:: WHAT YOU NEED TO DO ::
Convert the entries below into a JSON list of strings, with one string for each line and no blank lines.

[Raw entries]
----

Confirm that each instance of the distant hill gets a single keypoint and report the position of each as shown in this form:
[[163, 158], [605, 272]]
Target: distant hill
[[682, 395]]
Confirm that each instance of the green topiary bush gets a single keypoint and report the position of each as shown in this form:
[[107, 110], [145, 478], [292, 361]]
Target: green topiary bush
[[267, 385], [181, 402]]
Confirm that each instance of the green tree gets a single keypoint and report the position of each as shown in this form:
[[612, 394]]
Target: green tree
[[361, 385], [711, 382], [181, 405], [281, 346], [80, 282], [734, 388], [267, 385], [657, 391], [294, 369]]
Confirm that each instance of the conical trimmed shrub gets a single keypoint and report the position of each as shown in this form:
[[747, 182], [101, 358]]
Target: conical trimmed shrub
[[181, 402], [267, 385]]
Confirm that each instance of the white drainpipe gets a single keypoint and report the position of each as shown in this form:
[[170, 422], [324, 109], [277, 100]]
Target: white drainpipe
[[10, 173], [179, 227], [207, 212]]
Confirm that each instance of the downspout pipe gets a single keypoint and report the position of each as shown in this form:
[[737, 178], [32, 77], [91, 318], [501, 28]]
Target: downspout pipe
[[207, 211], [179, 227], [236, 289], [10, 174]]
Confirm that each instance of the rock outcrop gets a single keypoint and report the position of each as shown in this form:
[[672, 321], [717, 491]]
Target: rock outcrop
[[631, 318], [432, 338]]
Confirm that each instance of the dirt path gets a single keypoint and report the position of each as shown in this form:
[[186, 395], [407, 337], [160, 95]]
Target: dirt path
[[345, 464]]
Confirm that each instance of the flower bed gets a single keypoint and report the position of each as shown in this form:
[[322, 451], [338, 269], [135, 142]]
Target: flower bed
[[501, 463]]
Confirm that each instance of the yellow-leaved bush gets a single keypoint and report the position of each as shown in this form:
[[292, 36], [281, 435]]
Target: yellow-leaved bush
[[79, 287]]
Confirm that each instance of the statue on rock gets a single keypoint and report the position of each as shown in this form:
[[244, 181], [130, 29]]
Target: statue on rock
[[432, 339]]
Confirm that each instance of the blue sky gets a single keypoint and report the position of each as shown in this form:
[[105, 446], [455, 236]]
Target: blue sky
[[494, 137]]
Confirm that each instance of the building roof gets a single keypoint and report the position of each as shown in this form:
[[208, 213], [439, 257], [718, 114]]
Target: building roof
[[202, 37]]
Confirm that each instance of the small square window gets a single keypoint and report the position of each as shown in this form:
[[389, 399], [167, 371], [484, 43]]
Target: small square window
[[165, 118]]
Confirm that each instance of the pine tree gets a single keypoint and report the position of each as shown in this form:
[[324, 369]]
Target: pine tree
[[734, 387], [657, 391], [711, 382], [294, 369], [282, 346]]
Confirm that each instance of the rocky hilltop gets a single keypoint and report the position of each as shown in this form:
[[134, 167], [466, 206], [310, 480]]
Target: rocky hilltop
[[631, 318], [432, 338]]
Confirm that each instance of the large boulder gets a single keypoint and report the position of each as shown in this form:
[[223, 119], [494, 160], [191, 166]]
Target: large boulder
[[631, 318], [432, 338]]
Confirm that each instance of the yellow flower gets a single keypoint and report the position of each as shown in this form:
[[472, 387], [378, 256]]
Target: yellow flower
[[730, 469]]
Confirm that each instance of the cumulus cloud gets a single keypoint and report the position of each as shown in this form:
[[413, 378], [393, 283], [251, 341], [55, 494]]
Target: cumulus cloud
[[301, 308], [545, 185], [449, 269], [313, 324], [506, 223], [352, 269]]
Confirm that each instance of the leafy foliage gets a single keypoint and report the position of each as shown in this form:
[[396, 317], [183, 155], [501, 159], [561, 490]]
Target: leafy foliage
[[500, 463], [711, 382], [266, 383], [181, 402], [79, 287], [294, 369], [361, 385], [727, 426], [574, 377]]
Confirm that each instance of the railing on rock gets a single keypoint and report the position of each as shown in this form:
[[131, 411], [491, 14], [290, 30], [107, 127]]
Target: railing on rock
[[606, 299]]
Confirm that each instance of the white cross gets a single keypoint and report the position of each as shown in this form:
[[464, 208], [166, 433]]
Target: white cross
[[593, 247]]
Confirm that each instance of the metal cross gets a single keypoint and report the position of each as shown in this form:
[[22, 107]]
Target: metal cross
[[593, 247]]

----

:: RESPONSE TO THE EXERCISE ::
[
  "Confirm that each instance of the distant hill gets a single keypoint and report the position of each as shown in this form:",
  "[[163, 158], [605, 272]]",
  "Target: distant hill",
  "[[682, 395]]",
  "Confirm that each instance of the green topiary bush gets a single keypoint and report the position of each as shown in this form:",
  "[[107, 110], [145, 478], [292, 361]]",
  "Target: green topiary bush",
  "[[267, 385], [181, 402]]",
  "Confirm that each instance of the green tree gets a single keypoint and report the position of each as shown in this form:",
  "[[612, 394]]",
  "Target: green tree",
  "[[361, 385], [711, 382], [181, 405], [281, 346], [80, 282], [734, 388], [267, 385], [657, 391], [294, 369]]",
  "Confirm that each instance of the conical trimmed shrub gets a single keypoint and report the position of each as shown in this form:",
  "[[747, 182], [101, 358]]",
  "Target: conical trimmed shrub",
  "[[181, 402], [267, 385]]",
  "Confirm that each instance of the white drainpipe gets a single keypoint and report the position of each as shown in this form:",
  "[[170, 422], [324, 109], [277, 100]]",
  "Target: white drainpipe",
  "[[10, 173], [179, 227], [207, 212]]",
  "Confirm that each instance of the downspout pipe gets a single keypoint and report the position of each as shown in this form:",
  "[[737, 178], [32, 77], [91, 318], [501, 28]]",
  "Target: downspout pipe",
  "[[207, 211], [179, 227], [236, 289], [10, 174]]",
  "Confirm that each instance of the rock outcrop gets a single keypoint and report the position of each as shown in this form:",
  "[[672, 321], [717, 491]]",
  "Target: rock outcrop",
  "[[631, 318], [432, 338]]",
  "Confirm that each instance of the dirt path gets a single keypoint and report the position of each as shown in this form:",
  "[[186, 395], [407, 337], [160, 95]]",
  "Target: dirt path",
  "[[345, 464]]",
  "Confirm that each instance of the flower bed gets a single keypoint and report the position of each as shown in this form:",
  "[[322, 451], [338, 269], [135, 142]]",
  "Target: flower bed",
  "[[501, 463]]",
  "Confirm that each instance of the yellow-leaved bush gets a single keypoint and report the position of each as shown in this form:",
  "[[292, 36], [281, 435]]",
  "Target: yellow-leaved bush",
  "[[79, 287]]",
  "Confirm that each instance of the statue on rock gets a single keypoint and report the position of each as shown in this form:",
  "[[244, 181], [130, 29]]",
  "Target: statue on rock",
  "[[432, 339]]",
  "Confirm that each instance of the blue sky gets a single keypoint and report the position of each as shown in this form:",
  "[[105, 446], [455, 236]]",
  "Target: blue sky",
  "[[494, 137]]",
  "Confirm that each instance of the building roof gets a single keypoint and report the position of each as shown in this form:",
  "[[208, 213], [439, 257], [718, 114]]",
  "Target: building roof",
  "[[202, 37]]",
  "Confirm that each instance of the small square window gets a single keypoint and report the position of each as shown in this form:",
  "[[389, 399], [167, 371], [484, 43]]",
  "Target: small square window",
  "[[165, 118]]",
  "Confirm that each instance of the pine tree gets a single keypoint and report the position of each as shown in this form:",
  "[[324, 369]]",
  "Target: pine tree",
  "[[734, 387], [657, 391], [711, 382], [294, 369], [282, 346]]",
  "Confirm that each instance of the rocky hilltop gets a single keypoint and report the position of each as shown in this form:",
  "[[134, 167], [466, 206], [310, 480]]",
  "Target: rocky hilltop",
  "[[631, 318], [432, 338]]",
  "Confirm that each instance of the large boulder gets a single keypoint and report the position of each as shown in this form:",
  "[[223, 119], [494, 160], [191, 166]]",
  "Target: large boulder",
  "[[631, 318], [432, 338]]",
  "Confirm that each instance of the yellow flower gets a single keypoint and report the position of each as shown in this form:",
  "[[472, 387], [378, 256]]",
  "Target: yellow flower",
  "[[730, 469]]",
  "Confirm that each instance of the cumulus cloud gets a single keypoint and report the position of each as shown in this form:",
  "[[413, 378], [393, 283], [251, 341], [55, 494]]",
  "Target: cumulus cloud",
  "[[301, 308], [545, 185], [449, 269], [313, 324], [506, 223], [352, 269]]",
  "Confirm that each instance of the leafy foliage gets a single keypoint and report the position of each as shown in this form:",
  "[[396, 317], [183, 155], [501, 159], [561, 490]]",
  "Target: leafy foliage",
  "[[500, 463], [711, 382], [266, 383], [181, 402], [79, 287], [294, 369], [361, 385], [727, 426], [574, 377]]",
  "Confirm that each instance of the railing on rock gets a single keypoint and report the position of each as shown in this form:",
  "[[131, 411], [491, 14], [290, 30], [107, 127]]",
  "Target: railing on rock",
  "[[606, 299]]",
  "Confirm that each instance of the white cross gets a single keypoint and report the position of each as shown in this form:",
  "[[464, 208], [166, 433]]",
  "Target: white cross",
  "[[593, 247]]",
  "Confirm that each instance of the metal cross gets a single keypoint and report the position of each as shown in this form:",
  "[[22, 107]]",
  "Target: metal cross",
  "[[593, 247]]"
]